MATERIAL:
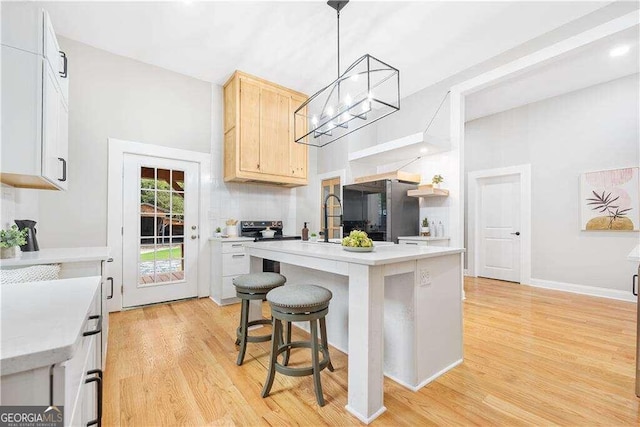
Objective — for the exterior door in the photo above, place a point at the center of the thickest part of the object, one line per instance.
(500, 227)
(160, 233)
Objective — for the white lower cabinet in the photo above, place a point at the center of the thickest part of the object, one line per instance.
(77, 382)
(228, 260)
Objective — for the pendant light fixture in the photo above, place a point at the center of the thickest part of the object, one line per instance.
(364, 93)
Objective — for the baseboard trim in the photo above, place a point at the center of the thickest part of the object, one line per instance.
(583, 290)
(426, 381)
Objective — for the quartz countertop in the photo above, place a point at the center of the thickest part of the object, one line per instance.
(424, 238)
(382, 254)
(231, 239)
(42, 322)
(57, 255)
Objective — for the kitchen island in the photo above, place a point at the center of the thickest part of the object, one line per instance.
(396, 311)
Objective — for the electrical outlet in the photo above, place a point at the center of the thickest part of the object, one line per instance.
(425, 277)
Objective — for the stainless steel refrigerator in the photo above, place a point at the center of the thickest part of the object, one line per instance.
(381, 208)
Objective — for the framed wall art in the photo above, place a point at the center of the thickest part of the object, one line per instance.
(609, 200)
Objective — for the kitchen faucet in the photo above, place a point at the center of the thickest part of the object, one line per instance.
(327, 216)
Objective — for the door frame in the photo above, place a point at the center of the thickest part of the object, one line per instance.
(117, 149)
(473, 229)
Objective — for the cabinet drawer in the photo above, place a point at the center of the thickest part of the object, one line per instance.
(228, 290)
(234, 264)
(232, 247)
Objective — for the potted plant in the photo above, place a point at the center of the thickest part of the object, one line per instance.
(424, 230)
(436, 180)
(11, 238)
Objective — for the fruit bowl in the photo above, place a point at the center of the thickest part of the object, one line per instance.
(357, 241)
(356, 249)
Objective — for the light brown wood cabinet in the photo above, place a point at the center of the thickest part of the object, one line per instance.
(258, 133)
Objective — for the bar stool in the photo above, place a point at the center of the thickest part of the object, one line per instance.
(249, 287)
(297, 304)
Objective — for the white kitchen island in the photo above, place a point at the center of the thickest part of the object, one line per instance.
(396, 311)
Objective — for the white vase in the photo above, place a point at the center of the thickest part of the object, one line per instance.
(6, 253)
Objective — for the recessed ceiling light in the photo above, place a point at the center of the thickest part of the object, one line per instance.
(619, 50)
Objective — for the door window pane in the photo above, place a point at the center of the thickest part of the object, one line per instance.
(161, 258)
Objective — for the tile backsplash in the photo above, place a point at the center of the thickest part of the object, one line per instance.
(17, 204)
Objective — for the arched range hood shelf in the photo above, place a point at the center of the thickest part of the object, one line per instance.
(405, 148)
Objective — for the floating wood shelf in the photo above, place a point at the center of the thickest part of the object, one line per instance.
(399, 175)
(428, 192)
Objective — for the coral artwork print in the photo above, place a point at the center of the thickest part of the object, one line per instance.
(609, 200)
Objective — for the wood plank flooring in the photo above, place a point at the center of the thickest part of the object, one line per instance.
(532, 357)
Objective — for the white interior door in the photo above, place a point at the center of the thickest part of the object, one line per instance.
(499, 221)
(160, 229)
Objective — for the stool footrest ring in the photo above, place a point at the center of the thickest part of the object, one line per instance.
(301, 371)
(255, 338)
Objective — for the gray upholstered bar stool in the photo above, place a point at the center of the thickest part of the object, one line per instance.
(298, 304)
(249, 287)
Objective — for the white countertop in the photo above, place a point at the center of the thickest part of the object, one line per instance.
(231, 239)
(57, 255)
(382, 254)
(423, 238)
(42, 321)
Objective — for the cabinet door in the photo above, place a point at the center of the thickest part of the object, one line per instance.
(274, 132)
(51, 166)
(298, 152)
(249, 126)
(62, 142)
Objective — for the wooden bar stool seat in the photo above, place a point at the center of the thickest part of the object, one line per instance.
(254, 286)
(298, 304)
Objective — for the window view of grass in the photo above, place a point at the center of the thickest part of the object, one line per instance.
(161, 254)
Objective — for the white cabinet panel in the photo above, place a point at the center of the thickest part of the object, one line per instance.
(34, 101)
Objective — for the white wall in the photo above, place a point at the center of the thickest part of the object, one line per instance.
(592, 129)
(113, 96)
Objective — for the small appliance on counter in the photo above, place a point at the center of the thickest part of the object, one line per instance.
(32, 242)
(255, 229)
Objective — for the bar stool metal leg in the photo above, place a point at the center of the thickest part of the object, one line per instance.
(277, 330)
(244, 320)
(325, 344)
(285, 360)
(315, 362)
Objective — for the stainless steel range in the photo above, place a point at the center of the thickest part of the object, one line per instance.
(254, 228)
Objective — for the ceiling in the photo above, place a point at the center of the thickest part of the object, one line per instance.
(294, 43)
(577, 69)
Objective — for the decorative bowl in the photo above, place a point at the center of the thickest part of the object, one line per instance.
(357, 249)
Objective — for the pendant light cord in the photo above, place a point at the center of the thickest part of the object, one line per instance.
(437, 111)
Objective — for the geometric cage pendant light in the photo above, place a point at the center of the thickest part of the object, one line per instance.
(367, 91)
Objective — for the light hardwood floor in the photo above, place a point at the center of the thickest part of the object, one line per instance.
(532, 357)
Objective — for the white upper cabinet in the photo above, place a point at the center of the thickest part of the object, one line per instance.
(35, 101)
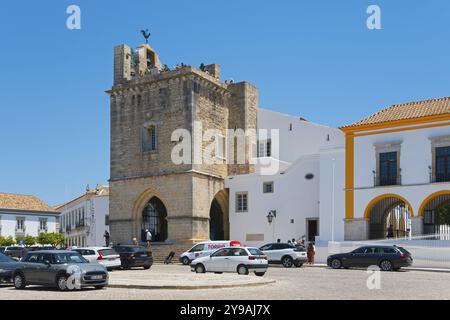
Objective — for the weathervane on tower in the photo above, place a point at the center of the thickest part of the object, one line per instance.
(146, 35)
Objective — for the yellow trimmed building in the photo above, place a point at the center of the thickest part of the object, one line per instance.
(397, 172)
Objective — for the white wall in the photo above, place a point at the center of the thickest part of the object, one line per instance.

EXERCISE DIRECTIONS:
All lines from the one containing "Objective — for the light hardwood" through the end of the data are to be written out exactly, with nothing added; skip the pictures.

TASK ANSWER:
Objective — for the light hardwood floor in the photo above, place a point at the center of the thickest part of the object, one line per instance.
(532, 357)
Objective — for the white upper cabinet in the photo above, place a point at the center of the thickest part of the object, one line per instance.
(35, 101)
Objective — for the weathervane on tower in the photo above, place a point at the center of the thickest part of the object, one line per instance.
(146, 35)
Objective — for the yellow trimmed building in the photo above, place a point at the center of the thickest part of the object, one line per instance.
(397, 172)
Objective — for the white wall in the photo above, place a point at the center of the thickest part of the object, one line per instance.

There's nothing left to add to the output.